Records from a data collection
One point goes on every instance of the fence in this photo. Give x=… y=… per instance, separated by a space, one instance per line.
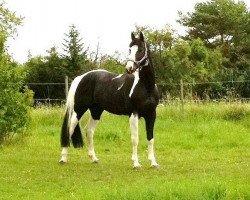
x=182 y=92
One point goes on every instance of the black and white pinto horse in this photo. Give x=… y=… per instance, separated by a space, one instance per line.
x=134 y=94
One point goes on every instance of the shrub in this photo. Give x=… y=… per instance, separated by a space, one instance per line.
x=14 y=100
x=235 y=112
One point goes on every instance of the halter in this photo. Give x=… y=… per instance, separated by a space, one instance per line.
x=138 y=64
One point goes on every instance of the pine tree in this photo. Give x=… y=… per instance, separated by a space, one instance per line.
x=75 y=55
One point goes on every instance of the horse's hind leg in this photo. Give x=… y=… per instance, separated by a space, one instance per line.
x=133 y=121
x=73 y=121
x=90 y=130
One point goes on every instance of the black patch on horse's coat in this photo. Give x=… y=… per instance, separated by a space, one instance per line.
x=101 y=90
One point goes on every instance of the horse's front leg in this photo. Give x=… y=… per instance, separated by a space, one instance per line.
x=133 y=121
x=150 y=121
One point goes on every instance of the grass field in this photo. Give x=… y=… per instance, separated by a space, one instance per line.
x=204 y=153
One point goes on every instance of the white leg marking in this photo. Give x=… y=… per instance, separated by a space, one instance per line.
x=133 y=121
x=119 y=76
x=120 y=87
x=73 y=122
x=64 y=155
x=151 y=155
x=136 y=80
x=90 y=129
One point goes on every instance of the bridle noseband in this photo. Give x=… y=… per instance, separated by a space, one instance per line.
x=138 y=64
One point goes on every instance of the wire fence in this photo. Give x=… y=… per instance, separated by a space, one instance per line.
x=181 y=93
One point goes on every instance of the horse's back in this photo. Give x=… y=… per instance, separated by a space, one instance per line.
x=104 y=89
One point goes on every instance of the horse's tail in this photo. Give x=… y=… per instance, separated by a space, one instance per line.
x=65 y=130
x=76 y=136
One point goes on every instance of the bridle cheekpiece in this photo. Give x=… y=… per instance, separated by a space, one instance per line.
x=140 y=63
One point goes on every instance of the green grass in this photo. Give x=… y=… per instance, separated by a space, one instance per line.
x=204 y=153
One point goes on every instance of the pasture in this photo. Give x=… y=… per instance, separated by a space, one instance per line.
x=204 y=153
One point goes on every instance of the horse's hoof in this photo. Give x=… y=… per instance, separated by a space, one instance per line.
x=95 y=161
x=137 y=166
x=62 y=162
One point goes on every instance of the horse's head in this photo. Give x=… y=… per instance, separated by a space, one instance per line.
x=138 y=54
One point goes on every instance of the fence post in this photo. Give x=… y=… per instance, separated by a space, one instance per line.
x=66 y=86
x=182 y=96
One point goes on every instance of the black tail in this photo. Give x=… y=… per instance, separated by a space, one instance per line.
x=65 y=131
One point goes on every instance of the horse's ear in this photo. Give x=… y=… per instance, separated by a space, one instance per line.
x=132 y=36
x=141 y=36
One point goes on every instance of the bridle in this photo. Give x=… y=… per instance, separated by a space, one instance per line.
x=140 y=63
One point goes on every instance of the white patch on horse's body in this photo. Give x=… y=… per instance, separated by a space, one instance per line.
x=136 y=80
x=131 y=57
x=90 y=129
x=133 y=121
x=73 y=87
x=72 y=119
x=119 y=76
x=120 y=86
x=151 y=155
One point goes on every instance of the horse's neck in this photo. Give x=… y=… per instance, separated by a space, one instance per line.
x=147 y=76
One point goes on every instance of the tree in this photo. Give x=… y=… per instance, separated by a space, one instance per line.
x=75 y=55
x=224 y=25
x=216 y=22
x=8 y=20
x=14 y=100
x=48 y=69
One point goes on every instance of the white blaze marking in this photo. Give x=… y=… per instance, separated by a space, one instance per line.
x=136 y=80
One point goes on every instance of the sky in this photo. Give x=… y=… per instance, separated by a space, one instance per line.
x=107 y=22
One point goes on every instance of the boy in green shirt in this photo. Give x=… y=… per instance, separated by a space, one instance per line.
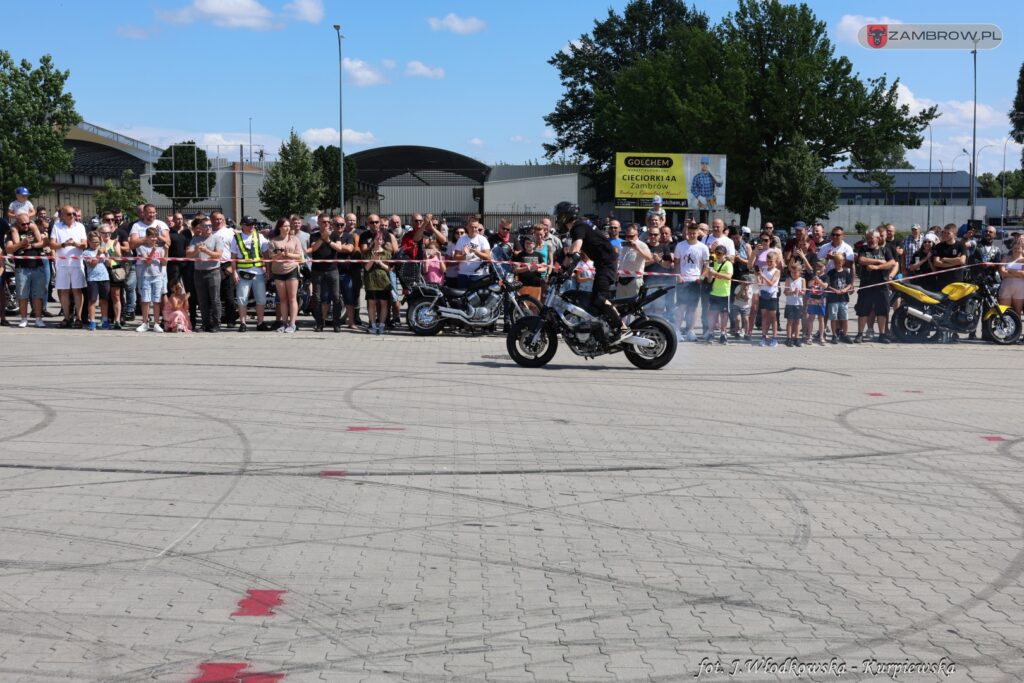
x=719 y=273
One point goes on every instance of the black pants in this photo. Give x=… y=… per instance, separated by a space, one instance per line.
x=208 y=292
x=327 y=287
x=600 y=303
x=230 y=309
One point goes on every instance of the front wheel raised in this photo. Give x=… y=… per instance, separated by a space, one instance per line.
x=658 y=355
x=1003 y=328
x=423 y=317
x=530 y=342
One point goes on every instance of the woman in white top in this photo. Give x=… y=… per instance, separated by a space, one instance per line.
x=1012 y=289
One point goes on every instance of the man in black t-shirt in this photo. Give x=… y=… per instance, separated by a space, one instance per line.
x=947 y=257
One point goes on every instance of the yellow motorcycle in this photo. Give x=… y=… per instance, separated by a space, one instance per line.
x=925 y=314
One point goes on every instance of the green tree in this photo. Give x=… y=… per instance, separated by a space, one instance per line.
x=35 y=118
x=182 y=174
x=1017 y=114
x=327 y=161
x=122 y=197
x=644 y=28
x=294 y=184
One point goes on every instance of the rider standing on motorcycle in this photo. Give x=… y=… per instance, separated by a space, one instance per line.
x=584 y=236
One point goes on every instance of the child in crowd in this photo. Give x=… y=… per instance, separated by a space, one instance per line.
x=816 y=305
x=795 y=287
x=743 y=299
x=719 y=272
x=98 y=279
x=768 y=296
x=433 y=263
x=176 y=309
x=151 y=287
x=838 y=296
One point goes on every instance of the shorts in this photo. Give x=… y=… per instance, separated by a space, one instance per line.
x=99 y=290
x=258 y=288
x=687 y=294
x=718 y=304
x=151 y=288
x=31 y=283
x=875 y=300
x=71 y=278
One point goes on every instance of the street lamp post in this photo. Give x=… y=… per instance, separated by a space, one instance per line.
x=341 y=134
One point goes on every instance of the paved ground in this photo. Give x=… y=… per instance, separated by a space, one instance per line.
x=428 y=511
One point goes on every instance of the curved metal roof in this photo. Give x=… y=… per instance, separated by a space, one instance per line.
x=414 y=165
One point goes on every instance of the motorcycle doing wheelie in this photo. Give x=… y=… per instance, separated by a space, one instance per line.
x=486 y=301
x=925 y=314
x=532 y=341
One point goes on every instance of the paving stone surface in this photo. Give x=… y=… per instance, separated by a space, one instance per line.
x=432 y=512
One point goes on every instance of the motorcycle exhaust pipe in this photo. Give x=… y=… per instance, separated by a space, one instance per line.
x=920 y=314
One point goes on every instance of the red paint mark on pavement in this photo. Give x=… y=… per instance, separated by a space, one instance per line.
x=258 y=603
x=232 y=672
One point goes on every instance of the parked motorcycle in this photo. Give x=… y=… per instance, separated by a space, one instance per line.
x=957 y=308
x=488 y=300
x=532 y=341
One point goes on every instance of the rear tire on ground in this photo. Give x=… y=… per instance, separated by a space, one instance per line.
x=1003 y=329
x=657 y=355
x=520 y=346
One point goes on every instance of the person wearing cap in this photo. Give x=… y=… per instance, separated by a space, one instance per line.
x=20 y=204
x=702 y=185
x=911 y=245
x=248 y=271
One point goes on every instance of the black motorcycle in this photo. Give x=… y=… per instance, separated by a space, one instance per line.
x=532 y=341
x=487 y=300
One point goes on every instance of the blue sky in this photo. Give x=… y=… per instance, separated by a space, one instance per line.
x=466 y=76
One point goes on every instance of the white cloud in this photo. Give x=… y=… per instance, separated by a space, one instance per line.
x=850 y=26
x=417 y=69
x=318 y=136
x=305 y=10
x=361 y=73
x=457 y=24
x=224 y=13
x=955 y=113
x=135 y=32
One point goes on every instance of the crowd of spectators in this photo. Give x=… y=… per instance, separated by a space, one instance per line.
x=204 y=273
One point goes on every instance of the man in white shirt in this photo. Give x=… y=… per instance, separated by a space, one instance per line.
x=471 y=250
x=690 y=257
x=68 y=241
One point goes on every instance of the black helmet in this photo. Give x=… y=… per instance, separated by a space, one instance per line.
x=565 y=212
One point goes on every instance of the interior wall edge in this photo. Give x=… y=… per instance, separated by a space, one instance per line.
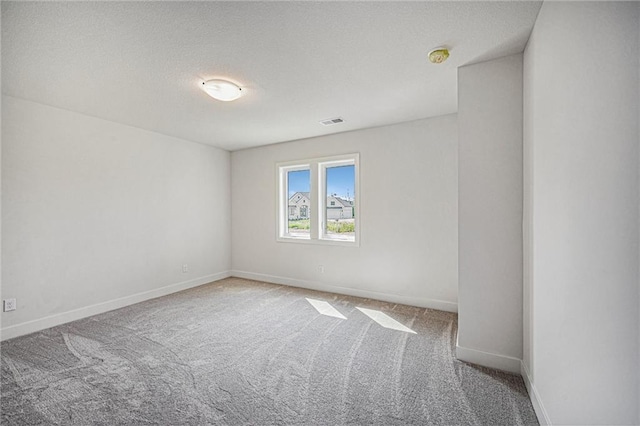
x=487 y=359
x=99 y=308
x=421 y=302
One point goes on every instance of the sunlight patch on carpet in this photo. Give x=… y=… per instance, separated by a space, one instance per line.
x=325 y=308
x=385 y=320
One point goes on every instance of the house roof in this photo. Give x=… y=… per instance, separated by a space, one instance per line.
x=345 y=203
x=304 y=194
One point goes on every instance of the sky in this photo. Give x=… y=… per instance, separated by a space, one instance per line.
x=340 y=181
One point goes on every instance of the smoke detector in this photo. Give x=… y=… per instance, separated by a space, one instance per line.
x=332 y=121
x=439 y=55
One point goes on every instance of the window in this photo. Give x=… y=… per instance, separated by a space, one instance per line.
x=298 y=185
x=318 y=200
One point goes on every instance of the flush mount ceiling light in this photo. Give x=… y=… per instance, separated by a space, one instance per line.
x=439 y=55
x=222 y=90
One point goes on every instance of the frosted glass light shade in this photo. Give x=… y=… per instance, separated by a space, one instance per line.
x=222 y=90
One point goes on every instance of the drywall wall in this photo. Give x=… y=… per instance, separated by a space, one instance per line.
x=490 y=213
x=581 y=138
x=97 y=214
x=408 y=196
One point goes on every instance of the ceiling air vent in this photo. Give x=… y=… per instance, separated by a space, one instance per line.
x=332 y=121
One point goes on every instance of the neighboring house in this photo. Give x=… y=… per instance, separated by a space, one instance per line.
x=337 y=208
x=299 y=206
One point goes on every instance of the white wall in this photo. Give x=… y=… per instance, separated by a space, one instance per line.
x=581 y=138
x=406 y=255
x=95 y=211
x=490 y=213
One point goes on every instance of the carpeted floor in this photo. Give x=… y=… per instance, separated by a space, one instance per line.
x=242 y=352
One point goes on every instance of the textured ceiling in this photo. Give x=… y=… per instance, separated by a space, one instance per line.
x=141 y=63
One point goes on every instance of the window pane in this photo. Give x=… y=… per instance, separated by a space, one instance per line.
x=298 y=188
x=340 y=205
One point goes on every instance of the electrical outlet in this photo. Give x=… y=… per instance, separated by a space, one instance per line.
x=9 y=305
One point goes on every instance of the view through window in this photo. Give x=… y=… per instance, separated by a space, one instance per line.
x=299 y=190
x=317 y=200
x=340 y=206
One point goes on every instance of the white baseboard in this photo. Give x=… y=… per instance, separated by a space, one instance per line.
x=87 y=311
x=487 y=359
x=420 y=302
x=543 y=417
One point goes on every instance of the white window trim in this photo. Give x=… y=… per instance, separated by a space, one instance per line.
x=317 y=210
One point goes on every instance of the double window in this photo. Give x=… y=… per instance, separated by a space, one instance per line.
x=318 y=200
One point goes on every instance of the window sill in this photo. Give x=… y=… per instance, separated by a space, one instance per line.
x=321 y=241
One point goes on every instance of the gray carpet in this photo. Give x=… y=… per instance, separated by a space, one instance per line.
x=242 y=352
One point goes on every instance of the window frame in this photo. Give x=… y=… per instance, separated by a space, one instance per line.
x=317 y=199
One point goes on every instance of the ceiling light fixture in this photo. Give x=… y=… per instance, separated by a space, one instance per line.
x=222 y=90
x=439 y=55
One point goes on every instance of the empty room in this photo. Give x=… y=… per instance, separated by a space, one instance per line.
x=320 y=213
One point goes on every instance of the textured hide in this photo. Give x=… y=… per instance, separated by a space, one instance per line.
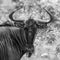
x=12 y=44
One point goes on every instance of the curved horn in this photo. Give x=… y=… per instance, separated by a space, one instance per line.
x=52 y=17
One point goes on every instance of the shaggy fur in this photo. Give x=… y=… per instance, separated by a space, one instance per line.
x=12 y=44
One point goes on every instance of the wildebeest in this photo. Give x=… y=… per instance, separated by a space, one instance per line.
x=18 y=38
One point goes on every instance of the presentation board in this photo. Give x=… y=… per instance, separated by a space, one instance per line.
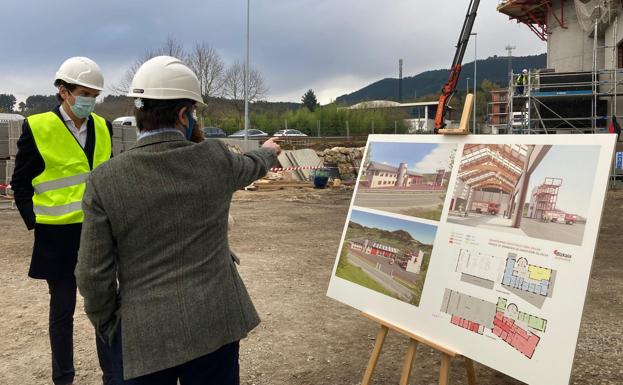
x=483 y=244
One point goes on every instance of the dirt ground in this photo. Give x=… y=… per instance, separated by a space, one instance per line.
x=287 y=241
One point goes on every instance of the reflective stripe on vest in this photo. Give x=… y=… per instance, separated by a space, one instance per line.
x=60 y=187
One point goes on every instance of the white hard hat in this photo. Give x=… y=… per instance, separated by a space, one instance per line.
x=164 y=78
x=81 y=71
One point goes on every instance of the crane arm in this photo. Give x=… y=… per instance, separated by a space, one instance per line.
x=455 y=70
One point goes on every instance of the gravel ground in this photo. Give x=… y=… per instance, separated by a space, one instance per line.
x=287 y=241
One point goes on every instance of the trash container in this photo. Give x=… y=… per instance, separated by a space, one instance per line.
x=321 y=177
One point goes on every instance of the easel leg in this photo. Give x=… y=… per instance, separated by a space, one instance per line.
x=444 y=371
x=406 y=368
x=374 y=358
x=471 y=373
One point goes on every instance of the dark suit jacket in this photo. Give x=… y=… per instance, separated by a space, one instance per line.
x=55 y=249
x=156 y=218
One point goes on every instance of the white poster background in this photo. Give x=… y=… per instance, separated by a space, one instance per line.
x=553 y=358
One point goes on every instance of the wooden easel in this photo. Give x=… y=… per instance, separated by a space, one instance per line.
x=446 y=355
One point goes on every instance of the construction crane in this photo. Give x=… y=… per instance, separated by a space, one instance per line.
x=455 y=70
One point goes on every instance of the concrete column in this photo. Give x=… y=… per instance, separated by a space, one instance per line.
x=401 y=180
x=525 y=179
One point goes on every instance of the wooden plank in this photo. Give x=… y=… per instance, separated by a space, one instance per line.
x=408 y=364
x=376 y=352
x=465 y=119
x=423 y=340
x=444 y=371
x=471 y=373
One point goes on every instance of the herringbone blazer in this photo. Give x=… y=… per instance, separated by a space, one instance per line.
x=156 y=220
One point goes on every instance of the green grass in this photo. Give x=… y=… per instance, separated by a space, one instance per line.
x=356 y=275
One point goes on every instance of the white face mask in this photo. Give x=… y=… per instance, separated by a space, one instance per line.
x=83 y=106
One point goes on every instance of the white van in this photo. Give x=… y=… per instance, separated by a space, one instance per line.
x=125 y=121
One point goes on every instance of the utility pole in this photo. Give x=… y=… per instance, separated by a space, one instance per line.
x=475 y=34
x=400 y=80
x=246 y=83
x=510 y=49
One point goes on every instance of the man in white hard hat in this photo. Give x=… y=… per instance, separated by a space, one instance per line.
x=520 y=82
x=156 y=218
x=56 y=152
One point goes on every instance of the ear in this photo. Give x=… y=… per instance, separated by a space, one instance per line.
x=63 y=92
x=181 y=116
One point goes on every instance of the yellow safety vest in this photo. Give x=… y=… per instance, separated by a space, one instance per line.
x=59 y=188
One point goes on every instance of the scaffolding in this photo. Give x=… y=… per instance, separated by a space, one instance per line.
x=545 y=197
x=564 y=102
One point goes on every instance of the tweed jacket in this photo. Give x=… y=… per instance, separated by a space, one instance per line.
x=156 y=221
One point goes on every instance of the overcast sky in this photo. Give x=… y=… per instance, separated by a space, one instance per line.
x=331 y=46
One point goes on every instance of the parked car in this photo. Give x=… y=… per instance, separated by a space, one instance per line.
x=213 y=132
x=253 y=134
x=289 y=132
x=125 y=121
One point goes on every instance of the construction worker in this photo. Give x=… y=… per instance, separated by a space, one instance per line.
x=520 y=82
x=156 y=219
x=56 y=152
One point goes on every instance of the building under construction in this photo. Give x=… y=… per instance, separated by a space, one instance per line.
x=544 y=197
x=580 y=89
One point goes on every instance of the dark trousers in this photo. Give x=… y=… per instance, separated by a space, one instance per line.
x=61 y=328
x=217 y=368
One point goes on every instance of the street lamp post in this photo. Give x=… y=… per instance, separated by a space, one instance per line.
x=475 y=83
x=246 y=83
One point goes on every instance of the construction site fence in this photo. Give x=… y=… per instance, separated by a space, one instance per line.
x=322 y=141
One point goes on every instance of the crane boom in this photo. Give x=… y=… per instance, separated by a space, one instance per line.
x=455 y=70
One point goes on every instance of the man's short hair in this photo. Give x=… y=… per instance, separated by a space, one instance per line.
x=156 y=114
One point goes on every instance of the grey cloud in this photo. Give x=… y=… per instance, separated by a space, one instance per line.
x=296 y=44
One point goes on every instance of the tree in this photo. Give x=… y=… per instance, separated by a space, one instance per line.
x=171 y=47
x=233 y=85
x=207 y=64
x=7 y=102
x=309 y=100
x=40 y=103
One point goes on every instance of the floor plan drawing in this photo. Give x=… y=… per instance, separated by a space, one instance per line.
x=530 y=282
x=518 y=329
x=471 y=313
x=479 y=269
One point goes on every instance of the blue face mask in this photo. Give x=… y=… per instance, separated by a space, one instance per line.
x=83 y=106
x=191 y=125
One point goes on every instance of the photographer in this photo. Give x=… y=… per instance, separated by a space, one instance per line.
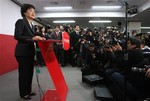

**Exercise directions**
Reproduce the data verbatim from the line with "One point goes on every instance of the blue sky" to the line with "x=340 y=181", including both of those lines. Leave the pictures out of your answer.

**Task solution**
One point goes on every instance of the blue sky in this photo. Give x=… y=… per instance, separated by a space, one instance per line.
x=466 y=76
One point goes on every instance of the white cloud in this photo. Give x=… y=… per instance, separated by a space, one instance per line.
x=850 y=26
x=417 y=69
x=318 y=136
x=305 y=10
x=361 y=73
x=457 y=24
x=224 y=13
x=955 y=113
x=135 y=32
One point goes on every instance of the crowd of spectators in this photo. Give x=… y=… per instance, separated by a space, one instance per line.
x=204 y=273
One point goes on every instance of the man in white shirt in this photo. Give x=… y=… per instance, separated by a space, one instance per line.
x=471 y=250
x=690 y=257
x=68 y=241
One point goes on every instance of the black helmet in this photo. Give x=… y=… per instance, separated by a space, one instance per line.
x=565 y=212
One point goes on every instance of the interior wall edge in this photo. Give x=… y=… per instance, separated by a space, one instance per line.
x=487 y=359
x=99 y=308
x=421 y=302
One point goes on every instance of the sunlight patch on carpet in this photo. Give x=… y=… per instance, separated by a space, one instance per line.
x=325 y=308
x=385 y=320
One point goes on every instance of the house roof in this photo. Give x=… y=… per instance, separated by a space, one instance per line.
x=345 y=203
x=304 y=194
One point goes on every instance of the sky in this photo. Give x=… y=… per instance, separated by a space, one instance per line.
x=340 y=181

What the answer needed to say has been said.